Down to the last line, output the records below exactly.

[Segmentation mask data]
= = =

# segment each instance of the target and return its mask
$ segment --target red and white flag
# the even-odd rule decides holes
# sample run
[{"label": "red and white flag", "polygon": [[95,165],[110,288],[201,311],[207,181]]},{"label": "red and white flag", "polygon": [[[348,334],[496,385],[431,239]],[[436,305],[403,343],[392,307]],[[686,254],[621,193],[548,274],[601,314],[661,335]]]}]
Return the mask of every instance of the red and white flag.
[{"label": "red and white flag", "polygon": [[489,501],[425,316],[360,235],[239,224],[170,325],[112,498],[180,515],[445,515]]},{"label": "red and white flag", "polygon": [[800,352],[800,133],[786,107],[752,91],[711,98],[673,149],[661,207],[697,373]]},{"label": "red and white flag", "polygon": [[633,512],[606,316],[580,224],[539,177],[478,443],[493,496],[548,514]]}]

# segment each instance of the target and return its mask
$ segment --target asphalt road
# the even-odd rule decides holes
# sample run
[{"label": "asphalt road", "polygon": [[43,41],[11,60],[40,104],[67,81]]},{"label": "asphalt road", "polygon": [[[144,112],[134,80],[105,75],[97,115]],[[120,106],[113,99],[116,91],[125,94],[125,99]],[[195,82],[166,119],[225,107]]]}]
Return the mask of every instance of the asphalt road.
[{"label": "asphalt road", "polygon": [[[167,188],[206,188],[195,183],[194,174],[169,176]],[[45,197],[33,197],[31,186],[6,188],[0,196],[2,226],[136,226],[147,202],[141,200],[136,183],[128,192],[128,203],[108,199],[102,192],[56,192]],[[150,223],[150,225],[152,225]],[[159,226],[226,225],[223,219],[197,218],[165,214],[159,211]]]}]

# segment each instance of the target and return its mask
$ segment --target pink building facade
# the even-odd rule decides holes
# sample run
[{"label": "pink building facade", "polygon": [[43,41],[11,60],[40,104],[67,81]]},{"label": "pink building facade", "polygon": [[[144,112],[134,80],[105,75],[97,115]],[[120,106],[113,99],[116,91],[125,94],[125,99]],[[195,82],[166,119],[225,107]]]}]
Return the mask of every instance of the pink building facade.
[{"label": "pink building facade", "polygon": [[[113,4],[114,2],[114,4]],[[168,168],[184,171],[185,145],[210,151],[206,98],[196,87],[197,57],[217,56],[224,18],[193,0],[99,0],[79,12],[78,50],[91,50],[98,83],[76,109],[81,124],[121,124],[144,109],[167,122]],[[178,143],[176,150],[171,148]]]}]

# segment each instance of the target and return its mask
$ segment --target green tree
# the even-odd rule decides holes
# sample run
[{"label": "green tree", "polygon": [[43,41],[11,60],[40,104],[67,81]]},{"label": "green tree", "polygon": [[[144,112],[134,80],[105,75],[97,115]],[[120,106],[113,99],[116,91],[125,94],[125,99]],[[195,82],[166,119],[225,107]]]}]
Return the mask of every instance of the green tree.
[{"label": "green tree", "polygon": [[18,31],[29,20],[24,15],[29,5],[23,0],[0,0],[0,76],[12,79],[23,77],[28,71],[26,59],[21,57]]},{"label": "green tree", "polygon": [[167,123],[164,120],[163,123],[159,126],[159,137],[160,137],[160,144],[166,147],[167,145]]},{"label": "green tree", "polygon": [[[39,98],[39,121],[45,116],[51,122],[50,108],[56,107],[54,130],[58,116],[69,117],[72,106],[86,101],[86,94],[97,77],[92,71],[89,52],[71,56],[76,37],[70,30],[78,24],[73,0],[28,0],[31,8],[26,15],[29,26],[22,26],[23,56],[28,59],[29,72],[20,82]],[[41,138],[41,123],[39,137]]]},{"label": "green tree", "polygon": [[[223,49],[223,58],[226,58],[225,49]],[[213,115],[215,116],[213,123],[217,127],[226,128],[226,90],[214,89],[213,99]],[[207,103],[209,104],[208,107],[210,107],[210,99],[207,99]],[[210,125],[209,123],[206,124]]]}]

= = =

Answer to the problem –
# segment each instance of the target and return its mask
$ segment --target red and white flag
# the even-odd rule decides holes
# sample run
[{"label": "red and white flag", "polygon": [[95,165],[110,288],[201,311],[207,181]]},{"label": "red and white flag", "polygon": [[[348,334],[496,385],[431,239]],[[436,305],[403,343],[392,307]],[[686,254],[621,193],[548,274],[601,314],[661,335]]]}]
Return the mask of every instance of the red and white flag.
[{"label": "red and white flag", "polygon": [[489,501],[425,316],[360,235],[239,224],[170,325],[112,498],[180,515],[445,515]]},{"label": "red and white flag", "polygon": [[800,352],[800,133],[786,107],[752,91],[711,98],[673,149],[661,207],[697,373]]},{"label": "red and white flag", "polygon": [[633,512],[606,316],[580,224],[539,177],[478,443],[493,496],[548,514]]}]

# segment each instance of the target and return its mask
$ segment --target asphalt road
# the even-odd rule decides holes
# sample run
[{"label": "asphalt road", "polygon": [[43,41],[11,60],[40,104],[67,81]]},{"label": "asphalt road", "polygon": [[[144,112],[134,80],[105,75],[97,115]],[[120,106],[113,99],[116,91],[125,94],[125,99]],[[195,82],[166,119],[225,107]]]}]
Return the mask of every instance of the asphalt road.
[{"label": "asphalt road", "polygon": [[[167,188],[206,188],[195,183],[194,174],[169,176]],[[45,197],[33,197],[31,186],[6,188],[0,196],[2,226],[136,226],[147,202],[141,200],[136,183],[128,192],[128,203],[108,199],[102,192],[56,192]],[[150,223],[150,225],[152,225]],[[159,226],[226,225],[223,219],[197,218],[165,214],[159,211]]]}]

# segment each instance of the target and return its mask
$ segment --target pink building facade
# the even-odd rule decides holes
# sample run
[{"label": "pink building facade", "polygon": [[43,41],[11,60],[40,104],[67,81]]},{"label": "pink building facade", "polygon": [[[144,112],[134,80],[105,75],[97,115]],[[120,106],[113,99],[116,91],[125,94],[125,99]],[[195,82],[166,119],[225,107]]]}]
Return the mask of every instance of the pink building facade.
[{"label": "pink building facade", "polygon": [[[113,4],[114,2],[114,4]],[[168,168],[184,171],[185,145],[210,151],[206,98],[196,87],[197,57],[217,56],[224,18],[193,0],[99,0],[79,12],[78,50],[91,50],[98,83],[76,109],[81,124],[121,124],[144,109],[167,122]],[[178,143],[176,150],[171,148]]]}]

# segment each instance of the target and return its mask
$ segment --target green tree
# the even-odd rule decides holes
# sample run
[{"label": "green tree", "polygon": [[43,41],[11,60],[40,104],[67,81]]},{"label": "green tree", "polygon": [[[144,112],[134,80],[105,75],[97,115]],[[120,106],[113,99],[116,91],[125,94],[125,99]],[[195,82],[166,119],[225,107]]]}]
Return the mask of every instance of the green tree.
[{"label": "green tree", "polygon": [[18,31],[29,20],[24,15],[29,5],[23,0],[0,0],[0,76],[12,79],[23,77],[28,71],[26,59],[21,57]]},{"label": "green tree", "polygon": [[167,123],[164,120],[163,123],[159,126],[159,137],[160,137],[160,144],[166,147],[167,145]]},{"label": "green tree", "polygon": [[[39,98],[39,121],[45,116],[51,122],[50,108],[56,107],[54,130],[58,116],[69,117],[72,106],[86,101],[86,94],[97,77],[92,71],[89,52],[71,56],[76,37],[70,30],[78,24],[73,0],[28,0],[31,8],[26,15],[29,26],[22,26],[23,56],[28,59],[29,72],[20,82]],[[41,138],[41,123],[39,137]]]},{"label": "green tree", "polygon": [[[223,49],[223,58],[226,58],[225,49]],[[213,115],[215,116],[213,123],[217,127],[226,128],[226,90],[214,89],[213,99]],[[207,103],[209,104],[208,107],[210,107],[210,99],[207,99]],[[210,125],[209,123],[206,124]]]}]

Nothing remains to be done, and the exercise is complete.